To-do item A: Copy out everything in the SQL Server allocation excerpt from "The bits in" down to "page (another post!)".
To-do item B: According to the first sentence of the SQL Server allocation excerpt, what are the other allocation-tracking map pages? List them.
To-do item C: Determine whether each statement agrees with the SQL Server allocation excerpt, answering yes or no and quoting the words that decide it: (i) In the GAM bitmap, a bit value of 1 indicates that the extent is already allocated for use. (ii) The GAM extent at the start of a GAM interval may be used for regular page allocations. (iii) The explanation given applies to SQL Server 2000 and later releases.

Excerpted text:
The final pieces in the allocation puzzle are the other allocation-tracking map pages - GAM, SGAM, PFS, ML map, and DIFF map pages. All of the following explanation holds for SQL Server 2000 and all subsequent releases so far. For any of these pages you can do a dump-style 3 DBCC PAGE dump and it will interpret the page and give you a human readable form of the allocation tracking data.

GAM pages

GAM stands for Global Allocation Map. If you remember from before, database data files are split up into GAM intervals (don't get confused - they're not split physically, just conceptually). A GAM interval is equivalent to the amount of space that the bitmaps in GAM, SGAM, ML map, DIFF map, and IAM pages track - 64000 extents or almost 4GB. These bitmaps are the same size in each of these five page types and have one bit per extent, but they mean different things in each of the different allocation pages.

The bits in the GAM bitmap have the following semantics:

• bit = 1: the extent is available for allocation (you could think of it as currently allocated to the GAM page)
• bit = 0: the extent is already allocated for use

These semantics are the same for mixed and dedicated/uniform extents.

One thing to note, at the start of every GAM interval is a GAM extent which contains the global allocation pages that track that GAM interval. This GAM extent cannot be used for any regular page allocations. The first GAM extent starts at page 0 in the file and has the following layout:

• Page 0: the file header page (another post!)

Information shown:
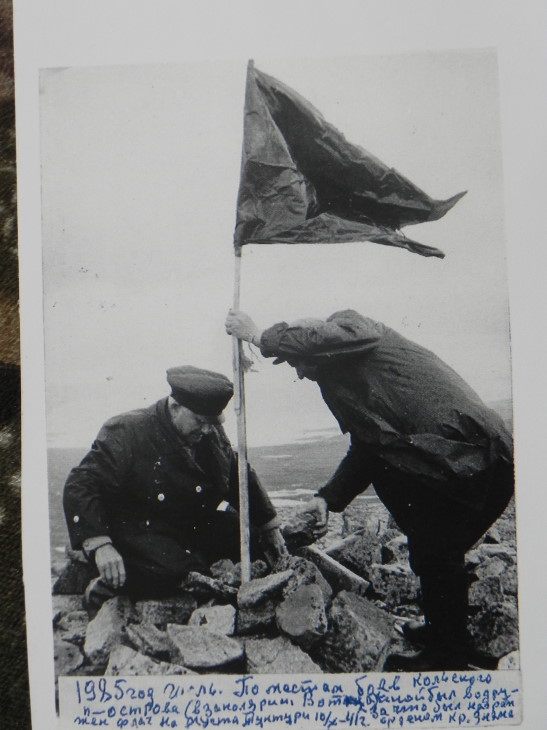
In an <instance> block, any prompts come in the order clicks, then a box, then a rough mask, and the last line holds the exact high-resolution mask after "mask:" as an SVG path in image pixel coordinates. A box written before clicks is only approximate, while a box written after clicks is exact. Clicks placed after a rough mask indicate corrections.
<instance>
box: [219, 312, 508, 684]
mask: <svg viewBox="0 0 547 730" xmlns="http://www.w3.org/2000/svg"><path fill="white" fill-rule="evenodd" d="M226 331H227V333H228V334H230V335H235V336H236V337H239V338H240V339H243V340H247V341H248V342H252V343H254V344H255V345H256V346H259V347H260V350H261V352H262V354H263V355H264V356H265V357H276V358H277V359H276V360H275V364H278V363H280V362H285V361H286V362H288V364H289V365H291V366H292V367H294V368H295V369H296V372H297V374H298V376H299V378H308V379H310V380H314V381H316V382H317V384H318V386H319V388H320V389H321V395H322V397H323V399H324V401H325V403H326V404H327V406H328V407H329V408H330V410H331V411H332V413H333V415H334V416H335V417H336V419H337V421H338V423H339V425H340V428H341V430H342V432H344V433H347V432H349V433H350V435H351V446H350V449H349V451H348V453H347V455H346V456H345V458H344V459H343V460H342V462H341V463H340V465H339V466H338V469H337V470H336V472H335V474H334V475H333V476H332V478H331V479H330V480H329V481H328V483H327V484H326V485H324V486H323V487H322V488H321V489H319V491H318V492H317V494H316V496H315V497H314V498H313V499H312V501H311V503H310V504H309V505H308V507H307V510H306V511H307V512H309V513H311V514H312V515H313V516H314V518H315V529H316V533H315V534H316V536H320V535H321V534H324V533H325V532H326V529H327V518H328V512H329V510H331V511H334V512H341V511H342V510H344V509H345V508H346V506H347V505H348V504H349V503H350V502H351V500H352V499H353V498H354V497H356V496H357V495H358V494H360V493H361V492H363V491H364V490H365V489H366V488H367V487H368V485H369V484H371V483H372V484H373V485H374V487H375V490H376V493H377V495H378V497H379V498H380V500H381V501H382V502H383V503H384V504H385V506H386V507H387V509H388V510H389V511H390V512H391V514H392V515H393V517H394V518H395V520H396V522H397V523H398V525H399V527H400V528H401V530H402V531H403V532H404V533H405V534H406V535H407V537H408V547H409V556H410V566H411V568H412V570H413V571H414V572H415V573H416V574H417V575H418V576H419V578H420V586H421V596H422V607H423V611H424V616H425V624H422V625H416V623H415V622H414V623H409V624H407V625H406V626H405V628H404V633H405V635H406V636H407V637H408V638H409V639H411V640H412V641H414V642H415V643H416V644H417V645H421V646H425V648H424V650H423V651H422V652H420V653H418V654H416V655H412V656H405V655H392V656H391V657H390V658H389V659H388V662H387V664H386V665H385V667H384V669H386V670H395V671H428V670H439V669H462V668H467V667H468V666H481V667H485V668H489V667H490V666H491V665H492V664H494V662H493V658H491V657H485V656H484V655H481V654H479V652H477V651H475V649H474V648H473V646H472V643H471V640H470V636H469V634H468V631H467V614H468V603H467V591H468V582H469V581H468V576H467V574H466V572H465V570H464V558H465V553H466V552H467V551H468V550H469V549H470V548H471V546H472V545H473V544H474V543H475V542H476V541H477V540H479V538H480V537H481V536H482V535H483V534H484V533H485V532H486V530H487V529H488V528H489V527H490V526H491V525H492V523H493V522H494V521H495V520H496V519H497V518H498V517H499V516H500V515H501V513H502V512H503V511H504V509H505V508H506V506H507V504H508V502H509V500H510V498H511V496H512V494H513V481H514V477H513V456H512V440H511V436H510V434H509V433H508V431H507V429H506V428H505V425H504V424H503V421H502V419H501V418H500V417H499V416H498V415H497V414H496V413H495V412H494V411H492V410H491V409H489V408H487V407H486V406H485V405H484V403H483V402H482V401H481V400H480V398H479V397H478V395H477V394H476V393H475V392H474V391H473V390H472V389H471V388H470V387H469V386H468V385H467V383H465V382H464V381H463V380H462V378H460V376H459V375H457V374H456V373H455V372H454V371H453V370H452V369H451V368H450V367H449V366H448V365H446V364H445V363H444V362H442V361H441V360H440V359H439V358H438V357H437V356H436V355H434V354H433V353H432V352H430V351H429V350H426V349H425V348H423V347H421V346H420V345H417V344H415V343H413V342H411V341H409V340H407V339H406V338H404V337H402V336H401V335H399V334H398V333H397V332H395V331H394V330H392V329H390V328H389V327H386V326H385V325H383V324H382V323H380V322H376V321H374V320H372V319H369V318H367V317H363V316H361V315H360V314H358V313H357V312H355V311H353V310H345V311H342V312H336V313H335V314H333V315H332V316H330V317H329V318H328V319H327V320H326V321H323V320H300V321H298V322H295V323H293V324H292V325H289V324H287V323H286V322H281V323H279V324H275V325H273V326H272V327H270V328H268V329H266V330H264V331H261V330H260V329H259V328H258V327H257V326H256V324H255V323H254V322H253V321H252V319H251V318H250V317H249V316H248V315H247V314H245V313H244V312H230V313H229V314H228V318H227V320H226ZM494 666H495V664H494Z"/></svg>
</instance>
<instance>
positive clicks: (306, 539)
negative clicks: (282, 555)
mask: <svg viewBox="0 0 547 730" xmlns="http://www.w3.org/2000/svg"><path fill="white" fill-rule="evenodd" d="M314 526H315V518H314V517H313V515H311V514H306V513H303V512H299V513H298V514H296V515H293V516H292V517H291V518H290V519H289V520H288V521H287V523H286V524H285V525H284V526H283V529H282V532H283V537H284V539H285V543H286V545H287V548H288V550H289V552H293V551H294V550H297V549H298V548H300V547H303V546H304V545H311V544H312V542H315V537H314V535H313V529H314Z"/></svg>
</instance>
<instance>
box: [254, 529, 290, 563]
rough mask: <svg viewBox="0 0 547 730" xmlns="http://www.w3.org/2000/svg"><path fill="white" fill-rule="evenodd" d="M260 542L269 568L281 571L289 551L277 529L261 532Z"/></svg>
mask: <svg viewBox="0 0 547 730" xmlns="http://www.w3.org/2000/svg"><path fill="white" fill-rule="evenodd" d="M260 542H261V544H262V549H263V550H264V556H265V558H266V560H267V561H268V564H269V566H270V568H274V569H275V568H277V569H282V568H283V566H284V564H285V563H286V561H287V560H288V558H289V551H288V550H287V546H286V545H285V540H284V539H283V535H282V534H281V530H280V529H279V527H274V528H273V529H271V530H265V531H263V532H262V533H261V535H260Z"/></svg>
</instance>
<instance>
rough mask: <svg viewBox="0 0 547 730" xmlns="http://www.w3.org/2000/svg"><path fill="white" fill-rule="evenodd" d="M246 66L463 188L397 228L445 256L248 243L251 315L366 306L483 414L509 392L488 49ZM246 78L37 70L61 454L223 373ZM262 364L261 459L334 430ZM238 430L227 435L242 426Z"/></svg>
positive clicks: (454, 188) (300, 394) (245, 303)
mask: <svg viewBox="0 0 547 730" xmlns="http://www.w3.org/2000/svg"><path fill="white" fill-rule="evenodd" d="M254 60H255V64H256V66H257V67H258V68H259V69H260V70H262V71H264V72H266V73H268V74H270V75H273V76H275V77H277V78H279V79H280V80H282V81H284V82H285V83H287V84H288V85H289V86H291V87H292V88H294V89H295V90H296V91H298V92H299V93H301V94H302V95H303V96H305V97H306V98H307V99H308V100H309V101H310V102H311V103H312V104H314V105H315V106H316V107H317V108H318V109H319V111H320V112H321V113H322V114H323V115H324V116H325V118H326V119H327V120H328V121H330V122H331V123H332V124H334V125H335V126H336V127H337V128H338V129H339V130H340V131H341V132H343V133H344V135H345V136H346V138H347V139H348V140H350V141H351V142H353V143H356V144H359V145H361V146H363V147H365V148H366V149H367V150H369V151H370V152H371V153H373V154H374V155H376V156H377V157H379V158H380V159H381V160H382V161H383V162H385V163H386V164H388V165H390V166H392V167H395V168H396V169H397V170H398V171H399V172H401V173H402V174H404V175H406V176H407V177H409V178H410V179H411V180H412V181H413V182H414V183H415V184H416V185H418V186H419V187H421V188H422V189H424V190H425V191H426V192H427V193H428V194H429V195H431V196H432V197H434V198H446V197H449V196H451V195H454V194H455V193H458V192H460V191H462V190H468V194H467V195H466V196H465V197H464V198H463V199H462V200H461V201H460V202H459V203H458V204H457V205H456V206H455V208H453V209H452V211H450V212H449V213H448V214H447V215H446V216H445V218H443V219H442V220H440V221H437V222H433V223H428V224H423V225H420V226H411V227H410V226H409V227H407V228H405V229H404V232H405V233H406V234H407V235H408V236H409V237H410V238H413V239H415V240H417V241H420V242H423V243H425V244H430V245H433V246H437V247H439V248H441V249H443V250H444V251H445V253H446V258H445V259H444V260H438V259H435V258H424V257H421V256H417V255H416V254H410V253H408V252H406V251H404V250H401V249H394V248H389V247H386V246H380V245H378V244H373V243H362V244H361V243H356V244H339V245H328V246H310V245H300V246H288V245H286V246H283V245H272V246H247V247H245V249H244V251H243V272H242V298H241V304H242V308H243V309H246V310H247V311H249V312H250V313H251V314H252V315H253V316H254V317H255V319H256V320H257V323H258V324H259V325H260V326H269V325H271V324H273V323H274V322H276V321H280V320H288V321H290V320H291V319H295V318H297V317H302V316H319V317H326V316H328V315H329V314H331V313H332V312H333V311H336V310H337V309H345V308H348V307H351V308H354V309H357V310H358V311H359V312H361V313H363V314H366V315H368V316H371V317H374V318H376V319H379V320H381V321H383V322H385V323H386V324H388V325H390V326H392V327H394V328H395V329H397V330H398V331H400V332H401V333H402V334H404V335H405V336H407V337H409V338H411V339H414V340H416V341H418V342H420V343H421V344H423V345H425V346H426V347H429V348H431V349H432V350H434V351H435V352H436V353H437V354H439V355H440V356H441V357H442V358H443V359H445V360H446V361H447V362H448V363H449V364H450V365H452V366H453V367H454V368H455V369H456V370H457V371H458V372H459V373H460V374H461V375H462V376H463V377H464V378H466V379H467V380H468V382H469V383H470V384H471V385H472V386H473V387H474V388H475V389H476V390H477V391H478V392H479V394H480V395H481V396H482V397H483V398H484V399H485V400H488V401H491V400H497V399H502V398H509V397H510V395H511V390H510V350H509V328H508V319H507V312H508V309H507V307H508V303H507V291H506V279H505V276H506V271H505V239H504V221H503V218H504V213H503V197H502V182H503V181H502V168H501V151H500V150H501V143H500V124H499V118H498V87H497V70H496V56H495V53H494V52H493V51H466V52H445V53H420V54H413V55H400V56H396V55H393V56H376V57H355V58H344V59H331V58H325V59H323V60H321V61H318V60H317V59H314V60H308V59H305V58H300V59H287V60H280V59H279V58H277V59H269V58H259V57H256V58H255V59H254ZM246 64H247V58H241V60H240V61H235V60H231V61H227V62H223V63H220V62H218V61H216V62H210V63H196V64H188V65H158V66H123V67H122V66H120V67H95V68H84V67H80V68H65V69H49V70H45V71H43V72H42V76H41V137H42V139H41V145H42V151H41V158H42V200H43V254H44V311H45V315H44V316H45V337H46V339H45V348H46V382H47V388H46V391H47V413H48V442H49V444H50V445H54V446H87V445H89V444H90V443H91V441H92V440H93V438H94V436H95V434H96V432H97V430H98V428H99V427H100V425H101V424H102V422H103V421H104V420H106V419H107V418H108V417H109V416H112V415H115V414H116V413H120V412H123V411H125V410H130V409H132V408H137V407H140V406H143V405H148V404H150V403H153V402H154V401H155V400H156V399H157V398H160V397H162V396H163V395H165V394H166V393H167V392H168V391H167V385H166V382H165V370H166V369H167V368H168V367H171V366H173V365H177V364H194V365H198V366H202V367H206V368H210V369H214V370H219V371H221V372H224V373H225V374H227V375H231V367H232V366H231V341H230V339H229V338H228V337H227V336H226V335H225V334H224V327H223V322H224V318H225V314H226V311H227V310H228V308H229V307H230V306H231V302H232V296H233V268H234V263H233V259H234V257H233V248H232V236H233V229H234V222H235V202H236V198H237V190H238V184H239V170H240V160H241V141H242V130H243V97H244V89H245V73H246ZM255 370H256V372H252V373H250V374H249V375H248V376H247V378H246V384H247V403H248V410H247V419H248V438H249V443H250V444H251V445H261V444H266V443H282V442H286V441H290V440H292V439H294V438H299V437H302V436H304V435H305V434H306V433H308V432H309V431H313V430H316V429H330V428H336V424H335V422H334V419H333V417H332V416H331V415H330V413H329V411H328V409H327V408H326V406H325V405H324V404H323V402H322V400H321V397H320V394H319V391H318V389H317V386H316V385H315V384H313V383H309V382H297V381H296V378H295V375H294V372H293V371H292V369H291V368H289V367H288V366H287V365H283V366H280V367H273V366H272V365H271V361H266V360H262V359H260V358H258V359H257V362H256V364H255ZM229 411H230V409H229ZM227 428H228V431H229V433H230V435H231V436H232V437H234V434H235V428H234V419H233V416H232V414H231V412H230V413H229V417H228V421H227Z"/></svg>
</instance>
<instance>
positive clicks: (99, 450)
mask: <svg viewBox="0 0 547 730" xmlns="http://www.w3.org/2000/svg"><path fill="white" fill-rule="evenodd" d="M167 381H168V383H169V385H170V386H171V395H170V396H169V397H167V398H164V399H162V400H160V401H158V402H157V403H155V404H154V405H152V406H150V407H149V408H143V409H140V410H135V411H131V412H130V413H125V414H123V415H120V416H115V417H114V418H111V419H110V420H109V421H107V422H106V423H105V424H104V426H103V427H102V429H101V430H100V432H99V434H98V436H97V438H96V440H95V442H94V443H93V445H92V448H91V450H90V451H89V453H88V454H87V455H86V456H85V457H84V459H83V461H82V462H81V464H80V465H79V466H77V467H76V468H74V469H73V470H72V471H71V472H70V474H69V476H68V479H67V481H66V484H65V488H64V495H63V504H64V510H65V517H66V521H67V525H68V531H69V535H70V541H71V545H72V547H73V548H74V549H76V550H83V551H84V552H85V553H86V555H87V556H88V558H89V559H90V560H92V561H94V562H95V564H96V566H97V569H98V573H99V578H98V579H97V580H95V581H92V583H91V584H90V586H89V588H88V590H87V591H86V597H87V601H88V606H89V607H90V608H93V607H96V606H97V604H98V603H100V602H101V600H104V599H105V598H106V597H108V596H109V595H113V593H114V592H116V591H119V590H123V591H124V592H128V593H130V594H133V595H136V596H142V595H149V596H153V595H156V596H157V595H165V594H168V593H170V592H173V591H174V590H175V589H176V588H177V586H178V585H180V583H181V581H182V579H183V578H184V577H185V576H186V575H187V574H188V572H189V571H191V570H197V571H200V572H202V573H208V572H209V566H210V565H211V564H212V563H213V562H215V561H216V560H219V559H221V558H230V559H232V560H234V561H238V560H239V556H240V547H239V520H238V514H237V506H238V488H237V483H238V479H237V460H236V455H235V454H234V451H233V450H232V447H231V445H230V443H229V441H228V438H227V436H226V434H225V432H224V429H223V428H222V425H221V423H222V421H223V416H222V411H223V409H224V408H225V406H226V404H227V403H228V401H229V400H230V398H231V396H232V393H233V387H232V383H231V382H230V381H229V380H228V378H226V377H225V376H224V375H221V374H219V373H214V372H211V371H208V370H202V369H199V368H195V367H192V366H183V367H177V368H171V369H170V370H168V371H167ZM249 508H250V518H251V525H252V526H253V530H252V539H251V554H252V556H253V557H255V558H256V557H258V556H263V557H266V558H267V559H268V560H269V562H270V563H274V562H275V561H276V560H277V559H278V558H279V557H280V556H281V555H282V554H284V553H285V552H286V550H285V546H284V542H283V538H282V537H281V533H280V531H279V526H278V521H277V517H276V512H275V509H274V507H273V505H272V504H271V502H270V500H269V498H268V495H267V493H266V492H265V490H264V489H263V488H262V486H261V484H260V482H259V480H258V478H257V475H256V474H255V472H254V471H253V470H252V469H249Z"/></svg>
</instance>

Exercise answer A:
The bits in the GAM bitmap have the following semantics:

• bit = 1: the extent is available for allocation (you could think of it as currently allocated to the GAM page)
• bit = 0: the extent is already allocated for use

These semantics are the same for mixed and dedicated/uniform extents.

One thing to note, at the start of every GAM interval is a GAM extent which contains the global allocation pages that track that GAM interval. This GAM extent cannot be used for any regular page allocations. The first GAM extent starts at page 0 in the file and has the following layout:

• Page 0: the file header page (another post!)

Exercise answer B: GAM, SGAM, PFS, ML map, DIFF map

Exercise answer C:
(i) No: "bit = 0: the extent is already allocated for use"
(ii) No: "This GAM extent cannot be used for any regular page allocations."
(iii) Yes: "All of the following explanation holds for SQL Server 2000 and all subsequent releases so far."